Consignes techniques: Prolongez le texte ci-dessous sur le petit cimetière de Reggan et la tombe du Capitaine Lancaster, en enchaînant directement après sa dernière phrase.

Texte fourni:
- - -

Il fut mis en bière et il faut supposer qu’il fut enterré dans le seul cimetière disponible, celui qui avait été réalisé à la hâte environ un an plus tôt, pour l’infortuné Capitaine Lancaster retrouvé en février 1962 par un peloton motorisé du Touat.

À 100 mètres du bordj (Lt GELAS), deux tombes entretenues et veillées par les légionnaires. Côte à côte, reposent un légionnaire inconnu et celui dont l’odyssée défraya, il y a peu de temps, la chronique : William Lancaster, le pilote anglais retrouvé après 29 ans auprès de son appareil qu’il n’avait pas voulu quitter afin de ne pas déroger à ses consignes.

À quelques mètres du Bordj reposent côte à côte un légionnaire
et celui dont l’odyssée défraya la chronique : William Lancaster, ce pilote
anglais perdu au Sahara et que l’on vient de retrouver après 29 ans.

Photo : « Képi blanc » – La vie de la Légion Étrangère – n° 188 – Décembre 1962

J’étais moi-même à Reggan-plateau à ce moment-là et je me souviens avoir été mobilisé pour rendre les honneurs à ce pauvre Gnesini en partance vers son Italie natale où il devait rejoindre sa famille.
Je situe cet événement (à moins que ma mémoire ne me joue des tours), soit le samedi 20 juillet 1963, soit le samedi 27 juillet 1963. En effet la mauvaise prestation que nous avions faite lors du défilé du 14 juillet précédent nous avait valu d’effectuer par la suite du « bagotage » tous les samedis matin sur le tarmac près de la tour de contrôle. De fait nous étions mobilisés pour rendre les honneurs à chaque événement de départ « VIP » ou autre.

Si je refais la chronologie depuis la fête de Camerone, ceci nous donne :
- Décès du légionnaire Gnesini le 1er mai 1963.
- Obsèques à Reggan-ville 3 jours plus tard, (c’est la règle), soit le 4 mai.

Le petit cimetière photographié par Raymond Mascarel en mars 1963


Trois photos du petit cimetière, au centre la tombe de W N Lancaster.
La tombe de droite fut peut-être occupée un temps par le légionnaire Gnesini.
Source photos : http://lalegion-pictures.com/picstore/index.php?cat=10846

- Le 23 juin 1963 j’étais allé à la palmeraie de Reggan, où j’avais vu la tombe du Capitaine Lancaster. (Cette tombe était seule et ne correspondait plus en rien au descriptif fait par le Colonel Mélin et la revue Képi Blanc !)

- - -

Enregistrements contenus dans un jeu de données:
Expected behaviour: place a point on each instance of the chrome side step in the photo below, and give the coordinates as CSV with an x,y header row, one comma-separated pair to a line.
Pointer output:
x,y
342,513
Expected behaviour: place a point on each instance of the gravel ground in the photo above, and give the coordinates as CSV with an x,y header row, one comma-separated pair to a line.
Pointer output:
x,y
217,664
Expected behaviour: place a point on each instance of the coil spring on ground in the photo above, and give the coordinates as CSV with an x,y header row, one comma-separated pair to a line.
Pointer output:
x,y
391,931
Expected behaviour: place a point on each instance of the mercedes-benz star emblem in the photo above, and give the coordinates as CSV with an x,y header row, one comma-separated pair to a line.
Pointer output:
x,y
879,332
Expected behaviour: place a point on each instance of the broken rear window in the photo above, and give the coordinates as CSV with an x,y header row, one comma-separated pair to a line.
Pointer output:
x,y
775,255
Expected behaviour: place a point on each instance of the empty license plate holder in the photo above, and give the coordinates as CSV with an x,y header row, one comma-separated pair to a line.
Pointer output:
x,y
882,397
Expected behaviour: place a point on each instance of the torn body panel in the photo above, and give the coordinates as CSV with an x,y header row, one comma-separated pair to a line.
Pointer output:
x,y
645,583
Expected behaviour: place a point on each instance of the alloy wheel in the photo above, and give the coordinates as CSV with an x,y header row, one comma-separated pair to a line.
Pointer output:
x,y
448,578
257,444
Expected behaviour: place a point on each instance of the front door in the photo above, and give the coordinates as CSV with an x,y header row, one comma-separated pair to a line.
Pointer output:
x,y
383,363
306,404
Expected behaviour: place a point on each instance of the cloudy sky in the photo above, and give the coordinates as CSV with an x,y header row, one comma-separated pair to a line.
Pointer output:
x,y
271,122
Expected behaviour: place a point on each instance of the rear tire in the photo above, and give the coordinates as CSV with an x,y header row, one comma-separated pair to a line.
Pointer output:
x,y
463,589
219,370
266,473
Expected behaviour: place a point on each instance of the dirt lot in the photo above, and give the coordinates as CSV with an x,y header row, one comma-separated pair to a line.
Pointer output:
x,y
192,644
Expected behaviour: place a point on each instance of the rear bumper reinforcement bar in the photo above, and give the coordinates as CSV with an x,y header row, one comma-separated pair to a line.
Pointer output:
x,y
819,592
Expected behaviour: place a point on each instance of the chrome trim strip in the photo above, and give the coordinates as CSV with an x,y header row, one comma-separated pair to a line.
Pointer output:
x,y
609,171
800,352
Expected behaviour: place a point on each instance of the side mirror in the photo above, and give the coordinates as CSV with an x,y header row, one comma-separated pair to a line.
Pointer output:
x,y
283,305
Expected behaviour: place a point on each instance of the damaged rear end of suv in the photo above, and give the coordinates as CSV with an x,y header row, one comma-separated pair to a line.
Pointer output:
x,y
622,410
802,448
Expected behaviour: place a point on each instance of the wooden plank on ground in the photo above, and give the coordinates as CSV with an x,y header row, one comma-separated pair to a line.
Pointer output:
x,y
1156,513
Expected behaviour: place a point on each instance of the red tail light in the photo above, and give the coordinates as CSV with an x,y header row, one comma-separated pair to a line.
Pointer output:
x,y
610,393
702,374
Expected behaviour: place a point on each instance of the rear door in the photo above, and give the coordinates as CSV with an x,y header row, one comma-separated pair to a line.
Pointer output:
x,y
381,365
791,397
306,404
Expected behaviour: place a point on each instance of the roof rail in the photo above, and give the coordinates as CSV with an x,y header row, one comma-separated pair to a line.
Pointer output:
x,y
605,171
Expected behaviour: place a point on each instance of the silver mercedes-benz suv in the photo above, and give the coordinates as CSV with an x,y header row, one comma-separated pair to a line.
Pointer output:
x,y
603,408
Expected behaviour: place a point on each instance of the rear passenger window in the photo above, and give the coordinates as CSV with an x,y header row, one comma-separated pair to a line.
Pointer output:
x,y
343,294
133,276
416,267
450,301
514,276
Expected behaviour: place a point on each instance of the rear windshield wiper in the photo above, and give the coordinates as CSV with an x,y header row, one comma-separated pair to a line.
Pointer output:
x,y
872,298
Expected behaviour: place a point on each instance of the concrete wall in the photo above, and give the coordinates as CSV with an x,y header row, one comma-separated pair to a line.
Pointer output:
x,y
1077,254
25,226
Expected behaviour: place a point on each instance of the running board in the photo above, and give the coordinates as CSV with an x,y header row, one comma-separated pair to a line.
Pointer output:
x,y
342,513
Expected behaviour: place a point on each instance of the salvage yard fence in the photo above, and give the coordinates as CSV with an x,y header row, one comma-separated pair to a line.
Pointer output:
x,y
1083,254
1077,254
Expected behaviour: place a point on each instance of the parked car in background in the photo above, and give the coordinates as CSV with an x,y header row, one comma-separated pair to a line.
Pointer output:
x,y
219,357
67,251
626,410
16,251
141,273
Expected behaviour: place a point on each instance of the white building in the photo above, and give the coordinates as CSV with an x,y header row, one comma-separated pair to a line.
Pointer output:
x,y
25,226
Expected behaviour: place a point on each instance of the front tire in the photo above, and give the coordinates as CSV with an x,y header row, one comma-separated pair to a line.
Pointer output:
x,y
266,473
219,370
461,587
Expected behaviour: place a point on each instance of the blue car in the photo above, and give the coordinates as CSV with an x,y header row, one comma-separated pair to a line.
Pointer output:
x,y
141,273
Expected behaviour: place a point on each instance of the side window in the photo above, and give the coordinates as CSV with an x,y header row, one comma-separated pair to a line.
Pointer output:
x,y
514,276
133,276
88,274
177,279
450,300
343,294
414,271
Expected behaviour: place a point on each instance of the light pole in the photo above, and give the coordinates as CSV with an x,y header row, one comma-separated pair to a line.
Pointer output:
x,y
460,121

- - -

Réponse attendue:
Dessin Alain BROCHARD

N’oublions pas qu’à cette date, l’Algérie avait repris sa gouvernance et se trouvait en complète réorganisation. La tombe de Lancaster avait changé d’allure et vraisemblablement d’endroit.

Est-ce que seule la tombe de William Lancaster avait été déplacée ?

Possible, pour l’instant nous n’en savons rien !

Si tel était le cas, la dépouille du légionnaire Gnesini aurait pu séjourner encore quelques temps dans la tombe de droite, tel qu’indiqué dans la revue Képi Blanc et exhumée seulement avant son rapatriement sans doute vers l’Italie, via certainement la France ? Il faut savoir que les dépouilles mortelles étaient placées en cercueils plombés et que la meilleure façon de les conserver restait encore l’inhumation, ce qui ne posait pas de problème dans ces zones désertiques où la faible humidité ne risquait pas d’altérer les cercueils…

Pour le Légionnaire Gnesini, il semblerait qu’il y eu une étape dans son transfert et qu’il fut dans un premier temps ramené au cimetière de Laghouat, où se trouvait déjà le Lieutenant Gelas.

« Beerdigung des italienischen Kameraden Gnesini »
(« Enterrement du camarade italien Gnesini »).
http://lalegion-pictures.com/picstore/index.php?cat=10846

Merci à Bernhard et à Winfried pour les renseignements apportés pour la rédaction de ce document...

Merci également à Michel pour les compléments issus du site de la Légion.

Récemment j’ai appris que la hiérarchie militaire avait fait recenser en 1967 les tombes des militaires sur le secteur de Reggan vraisemblablement pour les rapatrier. Le Capitaine Lancaster fit-il partie du voyage à ce moment-là, la question reste posée ???

Un groupe d’étudiants de l’oasis de Reggane effectue actuellement, sous la houlette de leur professeur de géologie, des recherches sur ce sujet en consultant la mémoire des anciens de la palmeraie.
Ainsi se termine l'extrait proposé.